**EXTRACT PROVIDED**
>>>
Suffice to say, said journey involves plenty of rape.

Inspired by his heroes, Tatsuya kicks off a series of vignettes in which he exercises his newfound power, starting with his adopted father’s mistress. Tatsuya assaults and humiliates her, but she saves her outrage when she learns she’s been left out of Tatsuya’s estate. Is this a case of severely misplaced priorities? An unsympathetic character showing her greed? Maybe. But how it appears is that rape has either no negative consequence, or is a wonderful gift bestowed upon the victim by the assailant, ended only when Tatsuya messily kills her. And this is no isolated event; it’s practically the theme of the damned movie.

Consider one of Tatsuya’s later victims, an overachieving schoolgirl he sees reciting an essay on television. He abducts and assaults her, keeps her prisoner in his dungeonesque basement, and gradually bends her to his will. After listening to her bemoan her struggles as a top-notch student he lets her go in an uncharacteristic act of charity. When he meets up with her later, he finds her a happy, well-adjusted girl, as if raping and degrading her was the catharsis she needed to relieve her stress. (I heard the Japanese school system is difficult, but goddamn, people.)
<<<
**TASKS TO COMPLETE**
1 - Duplicate the passage of the review, starting with "Consider one of" and going on through "but goddamn, people.)".
2 - Answer these questions from the review:
(a) Whose mistress is the first person Tatsuya targets?
(b) What does that woman become outraged about?
(c) Where does Tatsuya first see the schoolgirl?

**RECORDS SHOWN**
>>>
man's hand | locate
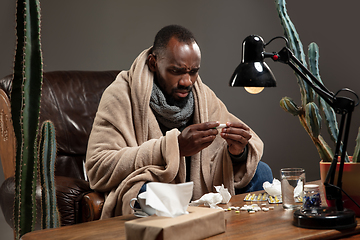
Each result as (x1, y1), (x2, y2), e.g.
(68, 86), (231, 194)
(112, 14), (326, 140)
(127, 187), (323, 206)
<<<
**RESPONSES TO THE EXERCISE**
1 -
Consider one of Tatsuya’s later victims, an overachieving schoolgirl he sees reciting an essay on television. He abducts and assaults her, keeps her prisoner in his dungeonesque basement, and gradually bends her to his will. After listening to her bemoan her struggles as a top-notch student he lets her go in an uncharacteristic act of charity. When he meets up with her later, he finds her a happy, well-adjusted girl, as if raping and degrading her was the catharsis she needed to relieve her stress. (I heard the Japanese school system is difficult, but goddamn, people.)

2 -
(a) His adopted father's.
(b) Learning that she has been left out of Tatsuya's estate.
(c) On television, reciting an essay.